Theriot and colleagues at NC State and the University of North Carolina at Chapel Hill used metagenomics and a sophisticated metabolomic platform called LC-IMS-MS to examine the stool microbiota and metabolome of 15 patients before and after FMTs. The microbiota refers to bacteria and their genetic information, while the metabolome refers to small molecules such as lipids, bile acids and amino acids.

The analysis found that the pre-transplant microbiota was composed primarily of Enterobacteriaceae, a group of bacteria with genes that make them antibiotic resistant. Post-transplant samples showed a decrease in Enterobacteriaceae and an increase in Lachnospiraceae, a group of bacteria which contain enzymes called bile salt hydrolases (BSHs) that allow them to alter bile acids.

Bile acids are key players in gut health, having a hand in everything from controlling cholesterol to dictating what kinds of bacteria can inhabit the gut. BSHs alter bile acids by separating or attaching – conjugating or reconjugating – them from attached amino acids, allowing other bacteria to further transform the bile acids as they continue through the colon. These transformations affect the bile acids’ toxicity, which in turn affects the ability of different bacteria to survive in the gut.

- _Information supplied_:
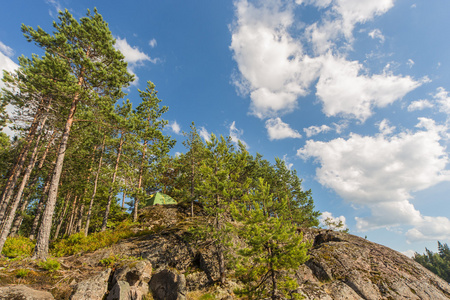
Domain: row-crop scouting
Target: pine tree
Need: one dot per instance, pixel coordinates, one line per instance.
(274, 247)
(97, 71)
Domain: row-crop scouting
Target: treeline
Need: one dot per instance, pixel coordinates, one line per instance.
(438, 263)
(80, 146)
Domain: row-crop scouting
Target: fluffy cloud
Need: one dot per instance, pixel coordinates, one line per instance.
(276, 71)
(382, 171)
(175, 127)
(235, 134)
(152, 43)
(6, 63)
(314, 130)
(204, 134)
(271, 63)
(327, 219)
(443, 100)
(133, 56)
(376, 34)
(420, 105)
(344, 91)
(278, 130)
(341, 19)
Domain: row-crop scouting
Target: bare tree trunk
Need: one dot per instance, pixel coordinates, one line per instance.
(111, 189)
(141, 172)
(44, 191)
(88, 218)
(82, 200)
(19, 217)
(72, 216)
(61, 216)
(41, 248)
(17, 169)
(8, 221)
(124, 195)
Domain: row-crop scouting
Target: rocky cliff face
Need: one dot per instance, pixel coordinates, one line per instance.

- _Task_: Please copy the stretch of the FMT article from "Bile acids are" through "in the gut.", substituting "large intestine" for "colon".

- _Solution for this problem_:
Bile acids are key players in gut health, having a hand in everything from controlling cholesterol to dictating what kinds of bacteria can inhabit the gut. BSHs alter bile acids by separating or attaching – conjugating or reconjugating – them from attached amino acids, allowing other bacteria to further transform the bile acids as they continue through the large intestine. These transformations affect the bile acids’ toxicity, which in turn affects the ability of different bacteria to survive in the gut.